Supplied passage:

Loss of Kv1.4 and Kv4.2 channels affects resynchronization rates and total locomotor activity. A, Mice lacking Kv1.4-encoded (n = 17) or Kv4.2-encoded (n = 17) I_A channels entrained faster when the light cycle was advanced by 6 h. B, In contrast, entrainment of Kv1.4^−/− and Kv4.2^−/− animals was indistinguishable from WT (n = 19) and Kv4.3^−/− (n = 6) when the light cycle was delayed by 6 h. C, Kv1.4^−/− mice consistently showed higher total wheel-running activity compared with the other genotypes. Data shown are means ± SEM.

Figure 3.

Kv channel α subunit expression levels in the SCN do not vary with CT. Transcript levels of Per2 (A) and of the I_A channel pore-forming (α) subunits, Kcnd2, Kcnd3, and Kcna4 (B), were examined in the SCN as a function of CT. Transcript levels in each sample were determined by qRT-PCR and normalized to the Hprt transcript, as described previously (see Materials and Methods). Mice were maintained in constant darkness for two days before beginning these experiments. SCN tissue samples were collected (and frozen for subsequent RNA isolations) at the times indicated. Data are presented as means ± SEM (n = 4 mice per time point).

Data records
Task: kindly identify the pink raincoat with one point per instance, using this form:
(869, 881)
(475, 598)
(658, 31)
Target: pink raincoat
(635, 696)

Your goal:
Decide whether each statement agrees with the Kv channel figure text, answering yes or no and quoting the words of the text that settle it. 1. Mice lacking Kv1.4 or Kv4.2 channels entrained faster when the light cycle was advanced by 6 h. 2. When the light cycle was delayed by 6 h, Kv1.4 and Kv4.2 knockout mice entrained differently from WT mice. 3. Mice were kept in constant darkness for a week before the transcript experiments began. The records have nothing to do with the Kv channel figure text.

Exercise response:
1. Yes: "entrained faster when the light cycle was advanced by 6 h"
2. No: "was indistinguishable from WT (n = 19) and Kv4.3^−/− (n = 6) when the light cycle was delayed by 6 h"
3. No: "Mice were maintained in constant darkness for two days before beginning these experiments."